*GIVEN PROBLEM*: Copy out each of the following rows exactly as it is.

*EXTRACTED MATERIAL*:
* START *

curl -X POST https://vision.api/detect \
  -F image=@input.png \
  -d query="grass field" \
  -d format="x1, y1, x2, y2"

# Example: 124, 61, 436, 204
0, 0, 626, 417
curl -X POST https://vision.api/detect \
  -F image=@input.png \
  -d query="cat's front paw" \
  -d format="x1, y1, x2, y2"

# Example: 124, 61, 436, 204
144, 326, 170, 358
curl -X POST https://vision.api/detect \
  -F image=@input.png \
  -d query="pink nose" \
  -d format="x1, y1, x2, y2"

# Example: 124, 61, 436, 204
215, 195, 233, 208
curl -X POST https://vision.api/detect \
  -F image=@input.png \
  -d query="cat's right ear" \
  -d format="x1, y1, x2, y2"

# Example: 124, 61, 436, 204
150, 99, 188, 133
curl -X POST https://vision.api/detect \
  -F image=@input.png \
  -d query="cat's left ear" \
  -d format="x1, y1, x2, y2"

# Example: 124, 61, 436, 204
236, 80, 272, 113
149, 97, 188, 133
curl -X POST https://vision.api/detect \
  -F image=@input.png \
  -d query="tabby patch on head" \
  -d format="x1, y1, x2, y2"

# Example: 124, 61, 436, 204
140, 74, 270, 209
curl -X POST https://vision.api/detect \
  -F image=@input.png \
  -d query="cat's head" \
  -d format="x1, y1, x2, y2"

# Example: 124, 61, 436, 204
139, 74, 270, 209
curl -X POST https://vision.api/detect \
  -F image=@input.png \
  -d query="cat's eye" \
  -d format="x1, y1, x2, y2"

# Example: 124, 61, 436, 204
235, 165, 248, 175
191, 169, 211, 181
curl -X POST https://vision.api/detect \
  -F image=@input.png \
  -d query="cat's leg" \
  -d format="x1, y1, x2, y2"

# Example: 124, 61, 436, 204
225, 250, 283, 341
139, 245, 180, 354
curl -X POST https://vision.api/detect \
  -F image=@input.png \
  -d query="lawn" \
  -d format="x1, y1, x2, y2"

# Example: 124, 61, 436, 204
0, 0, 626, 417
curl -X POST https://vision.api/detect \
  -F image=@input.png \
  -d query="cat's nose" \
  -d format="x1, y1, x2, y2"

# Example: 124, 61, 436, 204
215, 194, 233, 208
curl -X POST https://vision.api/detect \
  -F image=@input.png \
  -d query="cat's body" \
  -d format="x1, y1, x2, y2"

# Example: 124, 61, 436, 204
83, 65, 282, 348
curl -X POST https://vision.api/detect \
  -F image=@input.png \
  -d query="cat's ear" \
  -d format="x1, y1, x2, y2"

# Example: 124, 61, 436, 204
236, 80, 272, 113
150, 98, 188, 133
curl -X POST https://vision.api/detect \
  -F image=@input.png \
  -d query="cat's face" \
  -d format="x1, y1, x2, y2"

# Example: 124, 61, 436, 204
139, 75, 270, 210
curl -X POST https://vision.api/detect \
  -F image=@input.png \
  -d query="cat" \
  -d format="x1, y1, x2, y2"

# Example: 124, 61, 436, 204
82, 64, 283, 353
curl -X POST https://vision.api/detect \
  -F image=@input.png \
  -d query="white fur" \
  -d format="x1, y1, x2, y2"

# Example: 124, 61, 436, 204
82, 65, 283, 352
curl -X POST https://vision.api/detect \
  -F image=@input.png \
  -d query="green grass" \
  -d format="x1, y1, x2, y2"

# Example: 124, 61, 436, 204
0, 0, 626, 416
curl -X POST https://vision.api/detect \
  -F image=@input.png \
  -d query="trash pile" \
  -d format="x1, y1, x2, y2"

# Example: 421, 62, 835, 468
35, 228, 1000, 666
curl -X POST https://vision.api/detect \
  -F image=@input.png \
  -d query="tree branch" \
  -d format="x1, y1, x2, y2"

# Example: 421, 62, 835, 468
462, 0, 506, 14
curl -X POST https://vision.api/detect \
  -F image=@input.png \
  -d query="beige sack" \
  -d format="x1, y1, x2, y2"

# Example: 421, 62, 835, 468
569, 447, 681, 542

* END *

*OUTPUT OF THE TASK*:
curl -X POST https://vision.api/detect \
  -F image=@input.png \
  -d query="grass field" \
  -d format="x1, y1, x2, y2"

# Example: 124, 61, 436, 204
0, 0, 626, 417
curl -X POST https://vision.api/detect \
  -F image=@input.png \
  -d query="cat's front paw" \
  -d format="x1, y1, x2, y2"

# Example: 124, 61, 436, 204
144, 326, 170, 358
curl -X POST https://vision.api/detect \
  -F image=@input.png \
  -d query="pink nose" \
  -d format="x1, y1, x2, y2"

# Example: 124, 61, 436, 204
215, 195, 233, 208
curl -X POST https://vision.api/detect \
  -F image=@input.png \
  -d query="cat's right ear" \
  -d format="x1, y1, x2, y2"

# Example: 124, 61, 436, 204
150, 99, 188, 133
curl -X POST https://vision.api/detect \
  -F image=@input.png \
  -d query="cat's left ear" \
  -d format="x1, y1, x2, y2"

# Example: 124, 61, 436, 204
236, 80, 272, 113
149, 97, 188, 133
curl -X POST https://vision.api/detect \
  -F image=@input.png \
  -d query="tabby patch on head" \
  -d format="x1, y1, x2, y2"

# Example: 124, 61, 436, 204
140, 74, 270, 209
curl -X POST https://vision.api/detect \
  -F image=@input.png \
  -d query="cat's head" \
  -d format="x1, y1, x2, y2"

# Example: 124, 61, 436, 204
139, 74, 270, 209
curl -X POST https://vision.api/detect \
  -F image=@input.png \
  -d query="cat's eye" \
  -d format="x1, y1, x2, y2"

# Example: 124, 61, 436, 204
235, 165, 248, 175
191, 169, 211, 181
curl -X POST https://vision.api/detect \
  -F image=@input.png \
  -d query="cat's leg" \
  -d format="x1, y1, x2, y2"

# Example: 124, 61, 436, 204
225, 250, 283, 341
139, 245, 180, 354
curl -X POST https://vision.api/detect \
  -F image=@input.png \
  -d query="lawn" \
  -d format="x1, y1, x2, y2"

# Example: 124, 61, 436, 204
0, 0, 626, 417
curl -X POST https://vision.api/detect \
  -F image=@input.png \
  -d query="cat's nose" \
  -d format="x1, y1, x2, y2"

# Example: 124, 61, 436, 204
215, 194, 233, 208
curl -X POST https://vision.api/detect \
  -F image=@input.png \
  -d query="cat's body" \
  -d format="x1, y1, x2, y2"

# Example: 124, 61, 436, 204
83, 65, 282, 348
curl -X POST https://vision.api/detect \
  -F image=@input.png \
  -d query="cat's ear" \
  -d format="x1, y1, x2, y2"

# Example: 124, 61, 436, 204
236, 80, 272, 113
150, 98, 188, 133
curl -X POST https://vision.api/detect \
  -F image=@input.png \
  -d query="cat's face" \
  -d format="x1, y1, x2, y2"

# Example: 124, 61, 436, 204
139, 75, 270, 210
curl -X POST https://vision.api/detect \
  -F image=@input.png \
  -d query="cat" \
  -d format="x1, y1, x2, y2"

# Example: 124, 61, 436, 204
82, 64, 283, 353
curl -X POST https://vision.api/detect \
  -F image=@input.png \
  -d query="white fur" \
  -d format="x1, y1, x2, y2"

# Example: 124, 61, 436, 204
82, 65, 283, 352
curl -X POST https://vision.api/detect \
  -F image=@input.png \
  -d query="green grass" \
  -d format="x1, y1, x2, y2"

# Example: 124, 61, 436, 204
0, 0, 626, 416
curl -X POST https://vision.api/detect \
  -F image=@input.png \
  -d query="trash pile" \
  -d format="x1, y1, x2, y2"

# Example: 421, 62, 835, 468
35, 228, 1000, 666
curl -X POST https://vision.api/detect \
  -F image=@input.png \
  -d query="tree branch" \
  -d format="x1, y1, x2, y2"

# Example: 421, 62, 835, 468
462, 0, 506, 14
curl -X POST https://vision.api/detect \
  -F image=@input.png \
  -d query="beige sack" \
  -d format="x1, y1, x2, y2"

# Example: 421, 62, 835, 468
569, 447, 681, 542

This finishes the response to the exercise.